▸ Texto extraído:
Historicamente, toda crise termina em uma bifurcação: desenvolvimento ou abismo. Tristemente, mais uma vez o Brasil, ao final de novo período de turbulência, não faz a opção pelo desenvolvimento socioeconômico e humano. Difícil, portanto, ter alguma perspectiva otimista de futuro.
Os sinais não são nada animadores. O governo que acaba de assumir, eleito com o apoio de 16 partidos políticos, de intelectuais, da classe artística e de banqueiros – além de contar com a boa vontade da grande mídia tradicional -, antes mesmo de ser empossado se posicionou sobre temas relevantes de forma a gerar muita preocupação na classe empresarial, principalmente.
As reações são sintomáticas: muitos dos economistas notáveis já se pronunciaram pelo distanciamento do novo governo, alguns até declarando arrependimento pelas manifestações anteriores de apoio.
Há razões para tamanha preocupação. A começar pelo aumento do número de Ministérios, dos atuais 23 para 37 pastas, número muito superior ao de países desenvolvidos como Alemanha (15), Estados Unidos (15), Itália (18), Reino Unido (22) e Rússia (17), com todos os custos que isso irá representar.

▸ Registros fornecidos:
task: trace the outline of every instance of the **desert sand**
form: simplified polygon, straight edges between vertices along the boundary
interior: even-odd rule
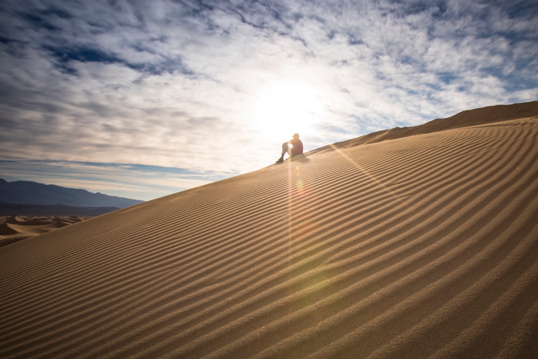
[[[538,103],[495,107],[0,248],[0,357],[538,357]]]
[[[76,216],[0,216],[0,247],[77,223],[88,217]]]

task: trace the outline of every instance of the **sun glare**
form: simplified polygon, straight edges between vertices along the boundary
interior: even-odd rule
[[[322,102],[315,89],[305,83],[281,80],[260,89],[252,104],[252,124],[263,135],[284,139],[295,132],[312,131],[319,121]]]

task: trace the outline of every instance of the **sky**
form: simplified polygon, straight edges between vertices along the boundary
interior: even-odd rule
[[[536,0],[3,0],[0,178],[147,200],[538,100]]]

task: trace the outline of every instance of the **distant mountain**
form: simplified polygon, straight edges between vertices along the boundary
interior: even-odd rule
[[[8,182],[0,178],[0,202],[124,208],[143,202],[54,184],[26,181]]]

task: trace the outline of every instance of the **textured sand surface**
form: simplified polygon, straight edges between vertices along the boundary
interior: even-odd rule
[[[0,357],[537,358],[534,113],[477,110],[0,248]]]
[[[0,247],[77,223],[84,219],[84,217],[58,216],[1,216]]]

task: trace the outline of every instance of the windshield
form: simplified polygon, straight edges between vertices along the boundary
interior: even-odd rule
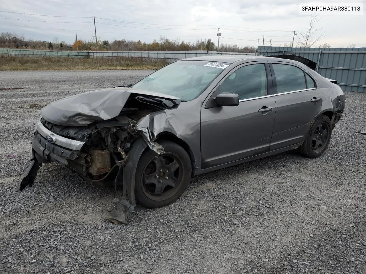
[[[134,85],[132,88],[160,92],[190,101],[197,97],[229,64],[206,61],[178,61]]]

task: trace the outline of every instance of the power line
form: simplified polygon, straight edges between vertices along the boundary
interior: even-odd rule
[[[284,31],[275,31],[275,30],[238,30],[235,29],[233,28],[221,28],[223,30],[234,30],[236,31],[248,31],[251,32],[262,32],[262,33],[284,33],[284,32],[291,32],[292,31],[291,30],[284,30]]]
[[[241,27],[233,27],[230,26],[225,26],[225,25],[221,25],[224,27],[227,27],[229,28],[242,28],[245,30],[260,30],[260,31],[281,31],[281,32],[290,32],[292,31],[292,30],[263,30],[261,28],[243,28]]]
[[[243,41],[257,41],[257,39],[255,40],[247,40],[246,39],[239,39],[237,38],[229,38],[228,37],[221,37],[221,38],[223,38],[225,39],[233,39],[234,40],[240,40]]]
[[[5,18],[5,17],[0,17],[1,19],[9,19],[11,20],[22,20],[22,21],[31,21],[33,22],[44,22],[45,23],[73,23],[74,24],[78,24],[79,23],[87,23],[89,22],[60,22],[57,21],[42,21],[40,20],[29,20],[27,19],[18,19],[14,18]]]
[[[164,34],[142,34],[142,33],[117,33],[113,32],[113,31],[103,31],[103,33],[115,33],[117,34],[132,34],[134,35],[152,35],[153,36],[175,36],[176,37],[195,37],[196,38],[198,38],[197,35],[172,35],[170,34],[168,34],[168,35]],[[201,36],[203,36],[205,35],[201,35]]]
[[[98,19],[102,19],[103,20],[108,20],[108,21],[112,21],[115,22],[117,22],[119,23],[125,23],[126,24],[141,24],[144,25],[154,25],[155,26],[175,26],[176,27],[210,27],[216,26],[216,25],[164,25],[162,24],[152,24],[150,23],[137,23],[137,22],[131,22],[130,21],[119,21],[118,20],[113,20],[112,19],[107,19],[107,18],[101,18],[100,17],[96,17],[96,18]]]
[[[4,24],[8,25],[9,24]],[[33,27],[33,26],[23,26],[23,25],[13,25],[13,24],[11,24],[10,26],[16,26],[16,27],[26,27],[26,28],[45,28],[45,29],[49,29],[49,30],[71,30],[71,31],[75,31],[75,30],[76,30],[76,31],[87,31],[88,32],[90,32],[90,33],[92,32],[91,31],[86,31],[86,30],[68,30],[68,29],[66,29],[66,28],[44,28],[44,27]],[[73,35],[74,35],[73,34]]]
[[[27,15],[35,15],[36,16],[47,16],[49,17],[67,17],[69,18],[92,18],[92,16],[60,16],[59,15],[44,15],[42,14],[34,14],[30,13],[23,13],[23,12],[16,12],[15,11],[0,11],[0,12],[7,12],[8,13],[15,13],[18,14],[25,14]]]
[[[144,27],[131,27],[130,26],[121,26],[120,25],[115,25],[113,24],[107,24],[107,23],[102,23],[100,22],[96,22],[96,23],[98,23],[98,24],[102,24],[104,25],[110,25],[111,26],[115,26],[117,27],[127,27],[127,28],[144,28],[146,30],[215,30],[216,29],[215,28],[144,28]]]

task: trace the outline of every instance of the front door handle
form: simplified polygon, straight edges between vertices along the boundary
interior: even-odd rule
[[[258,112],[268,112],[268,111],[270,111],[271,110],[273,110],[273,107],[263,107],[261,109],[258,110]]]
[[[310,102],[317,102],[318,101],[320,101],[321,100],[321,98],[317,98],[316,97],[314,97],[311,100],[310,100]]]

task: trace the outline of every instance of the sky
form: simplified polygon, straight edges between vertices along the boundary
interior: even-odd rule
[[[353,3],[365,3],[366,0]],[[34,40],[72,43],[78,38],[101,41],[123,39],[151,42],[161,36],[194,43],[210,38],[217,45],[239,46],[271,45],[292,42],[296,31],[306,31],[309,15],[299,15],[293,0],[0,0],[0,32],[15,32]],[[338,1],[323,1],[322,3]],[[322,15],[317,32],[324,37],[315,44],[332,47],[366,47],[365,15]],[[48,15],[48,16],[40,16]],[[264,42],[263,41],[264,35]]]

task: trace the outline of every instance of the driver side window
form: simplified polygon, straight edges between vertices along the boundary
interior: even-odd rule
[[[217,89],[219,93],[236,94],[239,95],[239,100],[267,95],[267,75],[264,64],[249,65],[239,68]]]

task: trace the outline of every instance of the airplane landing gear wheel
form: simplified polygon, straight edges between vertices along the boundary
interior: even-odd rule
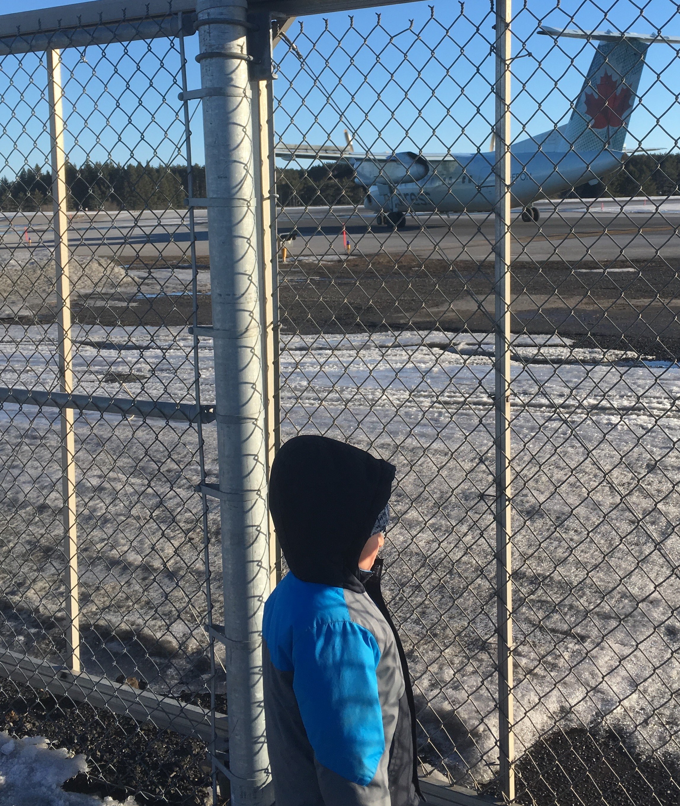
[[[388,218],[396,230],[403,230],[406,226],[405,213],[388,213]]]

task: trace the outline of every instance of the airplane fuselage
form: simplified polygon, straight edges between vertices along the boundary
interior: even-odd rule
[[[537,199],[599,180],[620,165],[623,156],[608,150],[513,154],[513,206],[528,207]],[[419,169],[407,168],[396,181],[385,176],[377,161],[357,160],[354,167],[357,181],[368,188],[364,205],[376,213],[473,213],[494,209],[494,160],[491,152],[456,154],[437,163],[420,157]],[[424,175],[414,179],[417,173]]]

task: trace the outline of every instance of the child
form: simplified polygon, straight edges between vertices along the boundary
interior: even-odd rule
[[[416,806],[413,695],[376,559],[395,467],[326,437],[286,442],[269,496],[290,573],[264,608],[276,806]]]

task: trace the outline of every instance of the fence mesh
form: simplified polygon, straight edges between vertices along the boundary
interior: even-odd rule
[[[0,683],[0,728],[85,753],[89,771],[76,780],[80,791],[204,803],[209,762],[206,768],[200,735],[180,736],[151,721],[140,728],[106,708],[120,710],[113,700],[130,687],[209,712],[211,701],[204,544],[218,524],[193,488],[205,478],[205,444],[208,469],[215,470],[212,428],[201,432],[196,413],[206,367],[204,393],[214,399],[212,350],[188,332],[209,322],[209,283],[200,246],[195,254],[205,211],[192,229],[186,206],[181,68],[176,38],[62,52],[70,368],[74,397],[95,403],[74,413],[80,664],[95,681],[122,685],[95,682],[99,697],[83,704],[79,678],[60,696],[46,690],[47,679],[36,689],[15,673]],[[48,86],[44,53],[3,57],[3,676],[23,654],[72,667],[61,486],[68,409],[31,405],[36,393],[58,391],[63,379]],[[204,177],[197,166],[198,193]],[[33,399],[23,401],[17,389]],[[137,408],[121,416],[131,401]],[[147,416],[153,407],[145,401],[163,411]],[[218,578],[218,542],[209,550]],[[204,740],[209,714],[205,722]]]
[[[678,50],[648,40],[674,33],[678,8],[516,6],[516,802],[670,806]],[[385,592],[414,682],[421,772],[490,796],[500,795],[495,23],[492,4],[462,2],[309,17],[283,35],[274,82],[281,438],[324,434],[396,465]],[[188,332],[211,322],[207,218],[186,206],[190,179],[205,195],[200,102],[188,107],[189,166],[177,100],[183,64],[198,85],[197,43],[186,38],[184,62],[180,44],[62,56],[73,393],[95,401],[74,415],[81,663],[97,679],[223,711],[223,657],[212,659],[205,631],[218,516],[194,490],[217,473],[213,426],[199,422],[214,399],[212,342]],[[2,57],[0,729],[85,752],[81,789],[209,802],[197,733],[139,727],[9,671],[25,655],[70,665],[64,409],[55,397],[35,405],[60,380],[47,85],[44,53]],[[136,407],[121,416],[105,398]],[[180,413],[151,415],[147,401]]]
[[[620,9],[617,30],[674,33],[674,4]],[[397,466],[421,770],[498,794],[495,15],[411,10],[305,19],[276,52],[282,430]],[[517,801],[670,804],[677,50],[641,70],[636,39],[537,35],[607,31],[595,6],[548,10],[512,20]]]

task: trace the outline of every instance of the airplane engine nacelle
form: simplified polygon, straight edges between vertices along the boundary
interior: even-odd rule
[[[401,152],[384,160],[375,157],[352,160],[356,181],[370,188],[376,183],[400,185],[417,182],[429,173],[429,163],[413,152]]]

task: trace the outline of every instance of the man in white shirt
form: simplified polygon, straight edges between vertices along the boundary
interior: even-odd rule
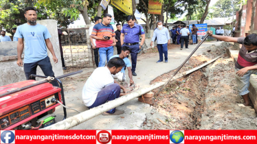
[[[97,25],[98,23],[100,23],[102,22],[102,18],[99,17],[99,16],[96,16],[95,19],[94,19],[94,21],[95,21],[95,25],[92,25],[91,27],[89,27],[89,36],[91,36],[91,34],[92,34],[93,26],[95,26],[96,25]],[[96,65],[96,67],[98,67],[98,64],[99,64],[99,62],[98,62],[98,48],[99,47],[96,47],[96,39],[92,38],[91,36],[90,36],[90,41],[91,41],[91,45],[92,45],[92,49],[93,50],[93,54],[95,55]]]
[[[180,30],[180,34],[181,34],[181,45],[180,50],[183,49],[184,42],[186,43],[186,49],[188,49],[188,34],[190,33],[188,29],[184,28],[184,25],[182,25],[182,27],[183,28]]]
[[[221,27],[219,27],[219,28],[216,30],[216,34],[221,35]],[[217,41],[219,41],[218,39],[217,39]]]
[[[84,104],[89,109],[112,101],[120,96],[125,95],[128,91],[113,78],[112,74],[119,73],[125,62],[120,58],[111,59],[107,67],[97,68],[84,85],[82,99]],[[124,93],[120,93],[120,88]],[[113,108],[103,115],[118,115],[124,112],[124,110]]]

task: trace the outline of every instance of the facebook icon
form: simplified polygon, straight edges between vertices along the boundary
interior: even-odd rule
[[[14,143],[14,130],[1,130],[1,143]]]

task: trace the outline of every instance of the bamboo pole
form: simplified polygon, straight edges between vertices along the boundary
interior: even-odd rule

▸ Instruções do exercício: De acordo com o texto sobre o novo governo, para quantas pastas aumenta o número de Ministérios? Os registros foram obtidos de outra fonte.

▸ Resposta: O número de Ministérios aumenta de 23 para 37 pastas.